* **タスク要件**
以下のデータを全行、一文字も変更せずにそのまま出力すること。

* **抽出データ**
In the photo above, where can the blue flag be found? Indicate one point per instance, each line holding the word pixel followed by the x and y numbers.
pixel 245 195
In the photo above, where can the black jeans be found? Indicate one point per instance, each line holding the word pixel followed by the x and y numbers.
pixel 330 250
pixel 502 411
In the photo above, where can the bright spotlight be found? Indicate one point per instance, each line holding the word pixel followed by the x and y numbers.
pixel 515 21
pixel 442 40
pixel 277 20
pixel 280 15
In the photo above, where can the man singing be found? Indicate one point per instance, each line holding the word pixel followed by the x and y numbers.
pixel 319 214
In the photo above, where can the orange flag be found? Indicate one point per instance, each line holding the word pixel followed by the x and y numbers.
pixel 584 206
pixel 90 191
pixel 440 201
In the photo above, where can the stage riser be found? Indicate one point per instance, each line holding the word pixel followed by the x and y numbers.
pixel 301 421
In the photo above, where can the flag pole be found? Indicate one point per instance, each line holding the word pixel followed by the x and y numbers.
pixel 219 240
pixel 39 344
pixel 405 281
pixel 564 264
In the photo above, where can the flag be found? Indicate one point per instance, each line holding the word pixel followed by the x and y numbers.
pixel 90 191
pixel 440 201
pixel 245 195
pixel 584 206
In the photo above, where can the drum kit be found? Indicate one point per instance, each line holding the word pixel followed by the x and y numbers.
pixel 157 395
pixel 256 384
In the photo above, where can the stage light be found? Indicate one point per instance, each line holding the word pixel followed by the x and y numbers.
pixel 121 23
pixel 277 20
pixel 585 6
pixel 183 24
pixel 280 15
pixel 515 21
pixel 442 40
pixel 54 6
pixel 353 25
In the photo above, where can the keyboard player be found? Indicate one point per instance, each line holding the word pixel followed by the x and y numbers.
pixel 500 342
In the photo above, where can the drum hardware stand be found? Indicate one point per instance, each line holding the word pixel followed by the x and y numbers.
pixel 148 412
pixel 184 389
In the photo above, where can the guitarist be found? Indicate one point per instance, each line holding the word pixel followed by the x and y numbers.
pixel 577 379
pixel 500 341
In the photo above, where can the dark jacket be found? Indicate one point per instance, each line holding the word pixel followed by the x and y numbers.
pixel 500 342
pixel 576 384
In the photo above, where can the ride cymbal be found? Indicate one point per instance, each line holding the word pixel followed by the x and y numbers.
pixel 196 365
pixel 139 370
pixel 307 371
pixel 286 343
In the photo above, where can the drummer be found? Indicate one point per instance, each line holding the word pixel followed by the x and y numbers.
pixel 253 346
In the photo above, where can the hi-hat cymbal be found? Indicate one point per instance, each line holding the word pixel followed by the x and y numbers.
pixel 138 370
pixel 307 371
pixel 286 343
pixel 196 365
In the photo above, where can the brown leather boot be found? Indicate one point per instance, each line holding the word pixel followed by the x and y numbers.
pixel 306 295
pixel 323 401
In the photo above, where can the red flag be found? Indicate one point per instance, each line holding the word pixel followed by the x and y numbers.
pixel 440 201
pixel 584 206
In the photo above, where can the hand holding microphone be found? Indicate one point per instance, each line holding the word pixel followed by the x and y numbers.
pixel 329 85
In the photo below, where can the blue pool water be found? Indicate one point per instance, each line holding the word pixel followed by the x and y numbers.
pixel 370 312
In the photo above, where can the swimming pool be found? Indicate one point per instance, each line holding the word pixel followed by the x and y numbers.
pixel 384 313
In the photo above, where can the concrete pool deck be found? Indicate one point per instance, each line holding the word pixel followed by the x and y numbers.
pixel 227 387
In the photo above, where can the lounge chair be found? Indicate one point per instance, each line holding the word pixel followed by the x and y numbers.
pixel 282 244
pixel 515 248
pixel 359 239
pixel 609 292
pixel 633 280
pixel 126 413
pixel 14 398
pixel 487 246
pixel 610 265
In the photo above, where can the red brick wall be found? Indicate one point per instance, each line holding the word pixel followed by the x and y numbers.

* **回答**
In the photo above, where can the blue flag be found? Indicate one point per instance, each line holding the word pixel followed by the x and y numbers.
pixel 245 195
In the photo above, where can the black jeans be found? Indicate one point per instance, each line holding the word pixel followed by the x and y numbers.
pixel 330 250
pixel 502 411
In the photo above, where can the bright spotlight be found? Indicate one point per instance, each line holding the word pixel followed by the x and y numbers.
pixel 515 21
pixel 442 40
pixel 277 20
pixel 280 15
In the photo above, where can the man singing be found? Indicate one point per instance, each line holding the word pixel followed by the x and y numbers.
pixel 319 214
In the photo above, where can the orange flag be found? Indicate one point per instance, each line holding the word pixel followed by the x and y numbers.
pixel 584 206
pixel 90 191
pixel 440 201
In the photo above, where can the stage riser be found? Indicate one point per instance, each line holding the word pixel followed by the x and y numbers.
pixel 301 421
In the photo above, where can the flag pole be found? Indicate one point per instance, each line holding the word pixel followed by the x and y numbers.
pixel 219 240
pixel 39 344
pixel 405 281
pixel 564 264
In the photo above, where can the flag be found? Indicate one point per instance, each line holding the word pixel followed by the x and y numbers.
pixel 90 191
pixel 440 201
pixel 245 195
pixel 584 206
In the photo above, where can the drum kit be found? Indicate one point per instance, each line holding the word pixel followed by the x and y numbers.
pixel 157 395
pixel 256 384
In the photo above, where can the stage light be found? Indicate one point per instance, each line holding the word pixel followed by the x and y numbers.
pixel 121 23
pixel 277 20
pixel 585 6
pixel 183 24
pixel 280 15
pixel 515 21
pixel 442 40
pixel 54 6
pixel 353 25
In the photo above, where can the keyboard player be found? Indicate one point per instance, each line holding the word pixel followed by the x and y numbers.
pixel 500 342
In the photo above, where can the drum hardware stand be found? Indicate one point per instance, each line holding the word pixel followed by the x and y numbers.
pixel 148 412
pixel 184 389
In the photo above, where can the guitarist be found? Indicate one point per instance, each line holding the word pixel followed by the x and y numbers.
pixel 577 379
pixel 500 341
In the photo above, where can the dark jacket be found? Indicate one point per instance, each line holding the word pixel followed by the x and y numbers.
pixel 500 342
pixel 576 384
In the photo above, where can the ride cymbal be found? Indicate one point per instance, each line holding the word pixel followed by the x and y numbers.
pixel 196 365
pixel 139 370
pixel 307 371
pixel 286 343
In the photo above, where can the drummer be found? Indicate one point per instance, each line holding the word pixel followed by the x and y numbers.
pixel 253 346
In the photo above, where can the hi-hat cymbal be found? Indicate one point per instance, each line holding the word pixel followed by the x and y numbers.
pixel 138 370
pixel 307 371
pixel 286 343
pixel 196 365
In the photo above, where can the brown leather boot be found? Indicate one point per instance, each line holding the word pixel followed by the x and y numbers.
pixel 306 295
pixel 323 401
In the photo above, where can the red flag be found? Indicate one point per instance, each line holding the word pixel followed by the x and y numbers.
pixel 440 201
pixel 584 206
In the photo above, where can the hand holding microphone be found? Indicate one point per instance, each line holding the word pixel followed by the x and y numbers.
pixel 329 85
In the photo below, where can the blue pool water be found? Indicate one point per instance, each line holding the word pixel followed by the x and y numbers.
pixel 370 312
In the photo above, where can the swimming pool be found? Indicate one point per instance, each line holding the word pixel followed by the x and y numbers.
pixel 384 313
In the photo above, where can the concrete pool deck be found? Indicate one point per instance, each line holding the word pixel followed by the x and y numbers.
pixel 227 387
In the photo above, where can the lounge chair be found? Indicate one point per instance, each line holding the word pixel followed by the x and y numbers.
pixel 282 244
pixel 515 248
pixel 359 239
pixel 609 292
pixel 633 280
pixel 126 413
pixel 14 398
pixel 487 246
pixel 610 265
In the photo above, where can the red brick wall be found? Indicate one point per instance, each line holding the word pixel followed by the x and y numbers.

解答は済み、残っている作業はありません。